== Segment start ==

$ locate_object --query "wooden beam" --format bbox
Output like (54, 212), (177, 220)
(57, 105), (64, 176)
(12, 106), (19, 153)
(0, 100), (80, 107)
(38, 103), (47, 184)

== Segment end ==

#### ASSIGNED TASK:
Copy out all the records exactly.

#### SOLUTION TO THIS EXERCISE:
$ locate_object --query "wooden beam" --format bbox
Output like (54, 212), (177, 220)
(57, 105), (64, 176)
(12, 106), (19, 153)
(0, 100), (80, 107)
(38, 103), (47, 184)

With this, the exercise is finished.